Required tasks
1. In the FPU bug report, what must replace "this_cpu_write" to apply the change to 3.4?
2. Reproduce everything in the FPU bug report from "Then it's doing" down to "reset to NULL.".

Text segment
>>>

Hi,
On a 4-core Ivybridge platform, when doing a lot of suspend-to-ram/resume
cycles, we were observing processes randomly killed by a SIGFPE.
When dumping the FPU registers state on the SIGFPE (usually a floating stack
underflow/overflow on a floating point arithmetic operation), the FPU registers
looks empty or at least corrupted which was more or less impossible with
respect to the disassembled floating point code.
After doing more tracing, in the faulty case, the process seems to be keeping
FPU ownership over a secondary CPU unplug/re-plug triggered by the suspend.
Then it's doing a lazy restore of its FPU context (ie just using the current
FPU hardware registers as he is the owner) instead of writing them back
to the hardware from the version previously saved in the task context,
despite the fact the whole FPU hardware state has been lost.
Just invalidating the "fpu_owner_task" when disabling a secondary CPU seems
to solve my issue (it's already reset for the primary CPU).
By the way, when FPU the lazy restore patch was discussed back in february,
Ingo commented (in http://permalink.gmane.org/gmane.linux.kernel/1255423) :
"
I guess the CPU hotplug case deserves a comment in the code: CPU
hotplug + replug of the same (but meanwhile reset) CPU is safe
because fpu_owner_task[cpu] gets reset to NULL.
"
That contradicts my previous observation, so maybe I have totally overlooked
something in this mechanism.
Can you comment ?
I'm still putting my patch proposal in this thread.
The issue seems to exist since 3.4 after the FPU lazy restore was actually
implemented by commit 7e16838d "i387: support lazy restore of FPU state".
But the issue is mainly visible on 3.4 and 3.6 since on tip of tree, it is
hidden by the eager fpu implementation for platforms with xsave support,
but it still happens with eagerfpu=off.
To apply this change to 3.4, "this_cpu_write" needs to be replaced by
percpu_write.
--
Vincent
When a cpu enters S3 state, the FPU state is lost.
After resuming for S3, if we try to lazy restore the FPU for a process running
on the same CPU, this will result in a corrupted FPU context.
We can just invalidate the "fpu_owner_task", so nobody will try to
lazy restore a state which no longer exists in the hardware.
Tested with a 64-bit kernel on a 4-core Ivybridge CPU with eagerfpu=off,
by doing thousands of suspend/resume cycles with 4 processes doing FPU
operations running. Without the patch, a process is killed after a
few hundreds cycles by a SIGFPE.

<<<

Supplied data

>>>

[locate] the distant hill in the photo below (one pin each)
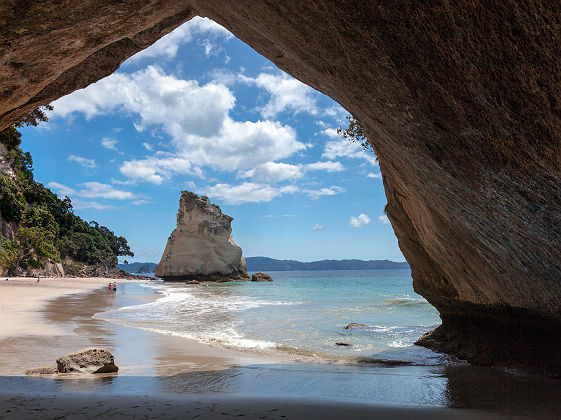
(138, 267)
(270, 264)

<<<

Answers in order
1. percpu_write

2.
Then it's doing a lazy restore of its FPU context (ie just using the current
FPU hardware registers as he is the owner) instead of writing them back
to the hardware from the version previously saved in the task context,
despite the fact the whole FPU hardware state has been lost.
Just invalidating the "fpu_owner_task" when disabling a secondary CPU seems
to solve my issue (it's already reset for the primary CPU).
By the way, when FPU the lazy restore patch was discussed back in february,
Ingo commented (in http://permalink.gmane.org/gmane.linux.kernel/1255423) :
"
I guess the CPU hotplug case deserves a comment in the code: CPU
hotplug + replug of the same (but meanwhile reset) CPU is safe
because fpu_owner_task[cpu] gets reset to NULL.